* Tâches et exercices:
**a)** Dans l'extrait sur les accords d'Abraham, relevez toutes les personnes citées par leur nom.
**b)** Répondez à ces questions à partir de l'extrait sur les accords d'Abraham :
(i) Avec quel pays Israël avait-il conclu des accords en 1994 ?
(ii) En quelle année l'Égypte a-t-elle joué le rôle de pays précurseur ?
(iii) Quel jour Israël et les Émirats arabes unis ont-ils annoncé leur accord de paix ?

* Extrait du document:
▼
Depuis des années, tous les observateurs s’entendaient pour souligner que le Proche et Moyen-Orient étaient en pleine recomposition. Cela était dû aux « printemps arabes » (devenus des « hivers arabes ») et à la volonté de l’administration américaine de se désengager de la région (pour se retourner contre la Chine) tout en préservant la sécurité de l’État Hébreu. La Maison Blanche aurait accompagné ces « accords d’Abraham » (selon l’expression du président Donald Trump) qui sont les premiers du genre conclus depuis ceux de 1994 entre Israël et la Jordanie. l’Égypte avait été le pays précurseur en 1979 et le président Sadate l’avait payé de sa vie en 1981 assassiné par des activistes du Jihad Islamique, mouvement issu des Frères musulmans qui donnera naissance à Al-Qaida « canal historique ».

Jeudi 13 août, Israël et les Émirats arabes unis ont ainsi annoncé avoir conclu un accord de paix négocié sous l’égide de Washington. Après de longues négociations tripartites, il a été conclu entre Donald Trump, le premier ministre israélien, Benjamin Netanyahou, et le cheikh Mohammed Bin Zayed Al-Nahyane, le prince héritier d’Abou Dhabi. Ce dernier a affirmé que l’accord comportait l’arrêt de l’annexion israélienne de nouveaux « territoires palestiniens […] Lors d’un appel entre le président. Trump et le Premier ministre Netanyahu, un accord a été trouvé pour mettre fin à toute annexion supplémentaire de territoires palestiniens ». Toutefois, Netanyahou ne semble pas être sur la même longue d’onde ayant affirmé dès le 13 soir: « j’ai apporté la paix, je réaliserai l’annexion ».
▲
* Informations affichées:
▼
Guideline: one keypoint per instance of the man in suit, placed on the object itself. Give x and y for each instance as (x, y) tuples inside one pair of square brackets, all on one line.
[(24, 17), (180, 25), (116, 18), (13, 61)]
▲
* Résultats par tâche:
**a)**
- Donald Trump
- Sadate
- Benjamin Netanyahou
- Mohammed Bin Zayed Al-Nahyane

**b)**
(i) La Jordanie.
(ii) En 1979.
(iii) Le jeudi 13 août.